** start EXTRACTED INFORMATION **
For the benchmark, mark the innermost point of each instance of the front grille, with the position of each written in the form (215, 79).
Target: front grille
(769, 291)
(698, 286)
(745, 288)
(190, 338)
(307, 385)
** end EXTRACTED INFORMATION **
## YOUR GOAL
Rewrite the records, changing "front grille" to "radiator grille" everywhere and leaving everything else as it is.

## EXERCISE RESULT
For the benchmark, mark the innermost point of each instance of the radiator grille, with the position of each written in the form (215, 79).
Target: radiator grille
(769, 291)
(698, 286)
(745, 288)
(190, 338)
(307, 385)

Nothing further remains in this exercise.